Annotation rows:
++++++++
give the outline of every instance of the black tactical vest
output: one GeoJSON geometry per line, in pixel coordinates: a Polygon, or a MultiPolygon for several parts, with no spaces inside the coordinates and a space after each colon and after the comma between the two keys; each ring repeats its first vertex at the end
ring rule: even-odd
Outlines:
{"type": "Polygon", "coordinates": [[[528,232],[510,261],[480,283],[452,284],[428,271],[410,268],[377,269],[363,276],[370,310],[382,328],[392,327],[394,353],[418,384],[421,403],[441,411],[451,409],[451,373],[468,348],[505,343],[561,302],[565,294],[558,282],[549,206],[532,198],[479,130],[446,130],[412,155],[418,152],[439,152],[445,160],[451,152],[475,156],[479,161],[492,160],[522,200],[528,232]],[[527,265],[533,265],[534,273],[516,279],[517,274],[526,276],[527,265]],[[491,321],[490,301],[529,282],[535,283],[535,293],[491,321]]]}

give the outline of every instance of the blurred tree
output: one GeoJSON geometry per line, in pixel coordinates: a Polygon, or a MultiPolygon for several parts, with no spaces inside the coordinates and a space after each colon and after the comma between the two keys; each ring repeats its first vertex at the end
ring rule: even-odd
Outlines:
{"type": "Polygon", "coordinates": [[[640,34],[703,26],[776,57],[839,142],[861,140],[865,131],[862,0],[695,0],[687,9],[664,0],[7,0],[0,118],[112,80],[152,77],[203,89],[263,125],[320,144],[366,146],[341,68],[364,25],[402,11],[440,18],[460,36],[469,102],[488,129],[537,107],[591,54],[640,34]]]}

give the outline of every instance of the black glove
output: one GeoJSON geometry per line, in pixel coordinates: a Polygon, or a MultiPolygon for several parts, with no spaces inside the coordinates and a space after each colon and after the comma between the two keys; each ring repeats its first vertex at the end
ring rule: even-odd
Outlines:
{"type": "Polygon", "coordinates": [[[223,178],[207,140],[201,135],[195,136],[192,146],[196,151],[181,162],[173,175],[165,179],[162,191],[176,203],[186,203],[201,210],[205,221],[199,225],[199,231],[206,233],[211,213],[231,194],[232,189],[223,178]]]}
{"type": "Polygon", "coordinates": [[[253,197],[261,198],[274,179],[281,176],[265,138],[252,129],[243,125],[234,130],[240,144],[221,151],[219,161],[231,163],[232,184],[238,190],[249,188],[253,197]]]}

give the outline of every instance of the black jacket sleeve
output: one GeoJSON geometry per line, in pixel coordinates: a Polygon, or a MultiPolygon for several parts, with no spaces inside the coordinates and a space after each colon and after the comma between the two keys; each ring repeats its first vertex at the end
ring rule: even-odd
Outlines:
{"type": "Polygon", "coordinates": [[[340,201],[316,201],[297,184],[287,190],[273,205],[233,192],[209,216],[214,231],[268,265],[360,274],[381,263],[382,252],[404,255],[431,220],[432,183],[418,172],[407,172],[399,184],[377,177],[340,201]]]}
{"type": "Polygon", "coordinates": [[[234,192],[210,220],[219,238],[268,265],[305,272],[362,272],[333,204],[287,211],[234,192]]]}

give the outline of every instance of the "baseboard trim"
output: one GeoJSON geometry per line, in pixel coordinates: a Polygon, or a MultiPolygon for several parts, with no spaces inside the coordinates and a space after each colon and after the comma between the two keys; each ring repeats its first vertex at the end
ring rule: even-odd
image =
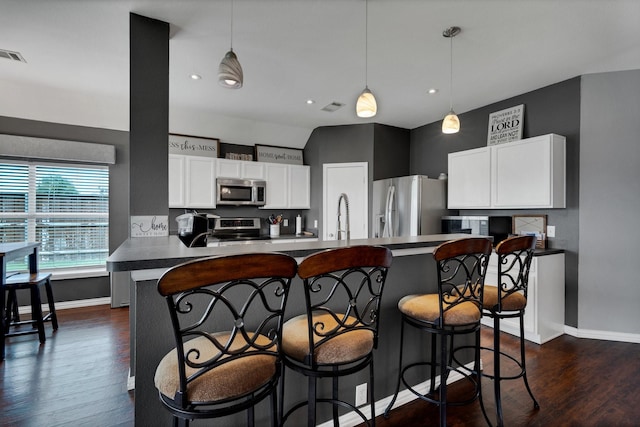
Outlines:
{"type": "MultiPolygon", "coordinates": [[[[466,369],[471,369],[473,367],[473,362],[468,363],[467,365],[465,365],[466,369]]],[[[452,373],[449,374],[449,379],[447,381],[447,384],[452,384],[456,381],[459,381],[461,379],[463,379],[464,376],[462,374],[460,374],[459,372],[453,371],[452,373]]],[[[427,393],[429,391],[429,385],[430,385],[430,381],[424,381],[416,386],[414,386],[414,390],[416,390],[418,393],[427,393]]],[[[438,376],[436,378],[436,386],[440,385],[440,376],[438,376]]],[[[396,398],[395,403],[393,404],[393,407],[391,409],[395,409],[398,408],[402,405],[405,405],[409,402],[412,402],[414,400],[416,400],[418,397],[416,397],[415,394],[413,394],[412,392],[410,392],[409,390],[401,390],[398,393],[398,397],[396,398]]],[[[389,403],[391,403],[391,399],[393,399],[393,396],[387,396],[383,399],[380,399],[378,401],[376,401],[375,404],[375,411],[376,411],[376,415],[382,415],[384,413],[384,410],[387,409],[387,405],[389,405],[389,403]]],[[[362,406],[360,408],[358,408],[362,411],[362,413],[367,417],[368,420],[371,419],[371,406],[370,405],[365,405],[362,406]]],[[[339,419],[339,425],[341,427],[353,427],[353,426],[357,426],[359,424],[362,424],[362,418],[360,418],[360,416],[355,413],[355,412],[349,412],[347,414],[344,414],[340,417],[339,419]]],[[[333,427],[333,420],[329,420],[327,422],[324,422],[320,425],[318,425],[318,427],[333,427]]]]}
{"type": "MultiPolygon", "coordinates": [[[[56,311],[67,310],[70,308],[93,307],[95,305],[110,305],[110,304],[111,304],[110,297],[79,299],[79,300],[73,300],[73,301],[60,301],[60,302],[56,302],[56,311]]],[[[42,304],[42,311],[48,312],[49,305],[42,304]]],[[[19,307],[18,313],[31,314],[31,306],[23,305],[19,307]]]]}
{"type": "Polygon", "coordinates": [[[597,331],[594,329],[578,329],[565,325],[564,333],[576,338],[587,338],[601,341],[618,341],[640,344],[640,334],[626,332],[597,331]]]}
++++++++
Identify each line in the rows above that contains the word "black", and copy those lines.

TASK RESPONSE:
give the outline of every instance of the black tactical vest
give the outline of every instance of the black glove
give the outline of every instance of the black jacket sleeve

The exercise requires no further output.